-------- TEXTO PROPORCIONADO --------

Prólogo

Jamás hubiera podido imaginar que un pequeño ejemplar que casualmente cayó en mis manos me cautivara de tal manera que fuese capaz de moverme a realizar este trabajo. Se trata de un librito escrito por Velay en 1896 en el cual narra pasajes y episodios de su infaancia en el que describe de una manera sencilla tradiciones y costumbres de nuestro pueblo en el siglo pasado que despertaron en mi interior inquietud y curiosidad por llegar a descubrir la historia y el vivir cotidiano de nuestros antepasados.

La iniciativa de esta empresa parte de mi esposa Amparo que por entonces disponía del tiempo preciso para llevar a cabo esta tarea, recurriendo a archivos y bibliotecas en busca de nuevos datos añadidos a los ya facilitados por maximino que por las noches tratábamos de ordenar, pero después de un tiempo de recopilaciones y escritos damos por terminada nuestra labor teniendo por bagaje un montón de anotaciones y reseñas de la historia, costumbres, tradiciones, episodios y modo de vivir de mis paisanos de Villafrades que ordenadamente descansan sobre algunas carpetas de nuestro escritorio, que era en definitiva nuestro primer objetivo. Pero mi tozudez me lleva a retomar de nuevo el asunto, recoger el testigo legado por Maximino y poder plasmar de una manera aparentemente simple reflejando en estas páginas todo aquello que en el panorama villafradeño ha acontecido, quedando constancia para que generaciones sucesivas tengan los mínimos conocimientos de sus más profundas raíces y señas de identidad.

-------- DATOS EN BRUTO --------

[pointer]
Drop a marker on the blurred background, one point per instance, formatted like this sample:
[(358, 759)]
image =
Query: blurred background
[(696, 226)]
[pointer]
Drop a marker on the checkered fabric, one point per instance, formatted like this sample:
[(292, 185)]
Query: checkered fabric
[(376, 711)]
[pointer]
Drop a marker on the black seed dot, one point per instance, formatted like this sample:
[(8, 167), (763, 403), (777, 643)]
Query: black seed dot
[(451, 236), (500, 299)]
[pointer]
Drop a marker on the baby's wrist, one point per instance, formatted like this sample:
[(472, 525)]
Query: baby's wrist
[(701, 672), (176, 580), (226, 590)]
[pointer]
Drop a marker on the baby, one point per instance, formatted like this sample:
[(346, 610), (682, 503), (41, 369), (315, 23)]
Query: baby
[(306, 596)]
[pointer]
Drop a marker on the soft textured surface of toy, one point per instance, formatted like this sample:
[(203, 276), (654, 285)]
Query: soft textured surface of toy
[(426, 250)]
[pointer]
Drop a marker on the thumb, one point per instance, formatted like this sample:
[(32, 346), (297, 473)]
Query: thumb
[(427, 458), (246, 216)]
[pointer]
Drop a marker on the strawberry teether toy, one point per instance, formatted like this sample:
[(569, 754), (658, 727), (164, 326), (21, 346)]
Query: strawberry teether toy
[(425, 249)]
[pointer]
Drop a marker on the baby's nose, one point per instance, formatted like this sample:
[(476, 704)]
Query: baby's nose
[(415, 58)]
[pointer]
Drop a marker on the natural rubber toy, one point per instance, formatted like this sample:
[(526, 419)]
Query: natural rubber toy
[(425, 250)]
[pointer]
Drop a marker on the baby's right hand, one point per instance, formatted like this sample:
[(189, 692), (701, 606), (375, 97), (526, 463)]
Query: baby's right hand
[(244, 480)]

--------

CONSIGNA ▸ Prosigue el prólogo sobre la historia y las costumbres de Villafrades a partir de su última oración.

RESPUESTA ▸
Debo de comenzar diciendo que calificar a Villafrades de bello es como querer engañarse a uno mismo: basta que nos limitemos a contemplar sus campos, de Retores a Terálvaro, o un ligero paseo por la cerquilla y observar sus edificios, para percibir la cruda realidad, aunque bien es verdad que ciertos sentimientos no se miden por la vara del deslumbramiento espectacular para la vista, sino más bien por impulsos emocionales de la persona, y yo con estas páginas quiero que tengan visión de ellos, se sientan atrapados por el embrujo que transmiten y lleven al lector a amar a Villafrades al conocerlo.

En Villafrades, paradójicamente ppueblo en el que se reniega de las costumbres propias, se encuentran tradiciones, gestos, símbolos y recuerdos que bullen en sus gentes un pasado histórico remoto de festejos de ancestral origen, en la mayor parte rituales religiososo o profanos de la herencia vaccea ocupando un lugar predominante en las fiestas mágicas hogueras y danzas del plenilunio que el transcurrir del tiempo modificó, conviertiéndo, estos ritos agrícolas y guerreros, en manifestaciones religiosas, en las que bailan unos hombres con fladas almidonadas, palos, escapularios y cintas multicolores, que representan a la virtud (danzantes), y otro con zurrón y vara símbolo del pecado (chiborra). Desde siempre la vieja danza y las hogueras han sido el estandarte de este pueblo terracampino.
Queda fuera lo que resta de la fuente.